◆ **Your task**
The lines below, beginning at the one that contains "Where can you spot the bed" and ending at the last, are to be retyped exactly.

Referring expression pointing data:
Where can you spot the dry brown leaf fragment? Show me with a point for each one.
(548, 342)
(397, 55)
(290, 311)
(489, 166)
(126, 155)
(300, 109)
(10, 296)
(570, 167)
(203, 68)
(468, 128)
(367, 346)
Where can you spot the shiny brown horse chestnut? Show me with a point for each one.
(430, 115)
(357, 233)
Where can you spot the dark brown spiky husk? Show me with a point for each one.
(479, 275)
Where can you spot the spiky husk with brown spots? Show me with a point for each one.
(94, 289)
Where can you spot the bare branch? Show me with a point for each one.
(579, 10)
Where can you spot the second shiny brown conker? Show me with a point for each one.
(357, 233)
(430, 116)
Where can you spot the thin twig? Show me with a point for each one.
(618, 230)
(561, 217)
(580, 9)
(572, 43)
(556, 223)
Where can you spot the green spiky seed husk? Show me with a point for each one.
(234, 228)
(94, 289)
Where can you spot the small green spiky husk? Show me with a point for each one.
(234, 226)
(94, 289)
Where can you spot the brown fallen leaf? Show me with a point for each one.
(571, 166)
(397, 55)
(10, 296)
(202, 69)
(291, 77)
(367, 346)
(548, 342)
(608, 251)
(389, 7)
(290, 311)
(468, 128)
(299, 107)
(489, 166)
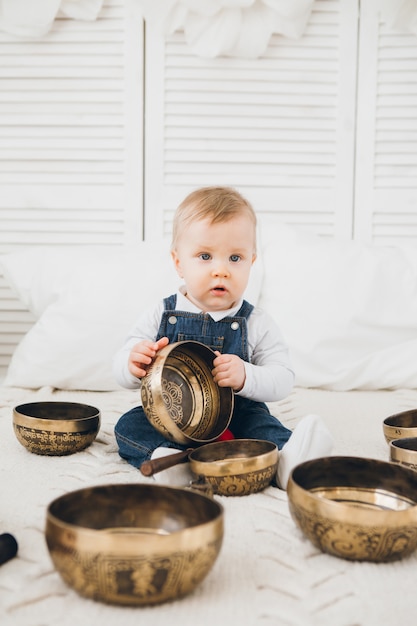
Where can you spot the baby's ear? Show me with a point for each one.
(177, 263)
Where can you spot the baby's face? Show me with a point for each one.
(215, 261)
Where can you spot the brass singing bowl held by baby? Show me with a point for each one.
(400, 425)
(134, 544)
(404, 451)
(237, 467)
(356, 508)
(181, 399)
(55, 428)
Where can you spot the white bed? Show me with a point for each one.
(266, 573)
(350, 315)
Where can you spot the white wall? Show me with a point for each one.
(103, 131)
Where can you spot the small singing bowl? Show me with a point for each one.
(356, 508)
(134, 544)
(181, 399)
(404, 451)
(55, 428)
(237, 467)
(400, 425)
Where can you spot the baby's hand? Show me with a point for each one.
(142, 354)
(229, 371)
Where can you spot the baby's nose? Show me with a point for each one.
(221, 269)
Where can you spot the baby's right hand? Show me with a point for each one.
(142, 355)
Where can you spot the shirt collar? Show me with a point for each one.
(184, 304)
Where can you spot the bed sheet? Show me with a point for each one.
(267, 573)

◆ **Task output**
Where can you spot the bed sheet? Show me with a point for each one.
(267, 573)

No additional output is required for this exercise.